▸ **EXERCISE REQUIREMENTS**:
Reproduce the listing below line for line, keeping every character unchanged.

▸ **MATERIAL PROVIDED**:
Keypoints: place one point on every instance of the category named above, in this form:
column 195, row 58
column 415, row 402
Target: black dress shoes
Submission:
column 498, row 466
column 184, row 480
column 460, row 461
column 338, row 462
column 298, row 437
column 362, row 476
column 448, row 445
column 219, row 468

▸ **WRITTEN ANSWER**:
Keypoints: place one point on every instance of the category named above, in this form:
column 195, row 58
column 415, row 402
Target: black dress shoes
Submission:
column 498, row 466
column 184, row 480
column 460, row 461
column 338, row 462
column 298, row 437
column 362, row 476
column 448, row 445
column 219, row 468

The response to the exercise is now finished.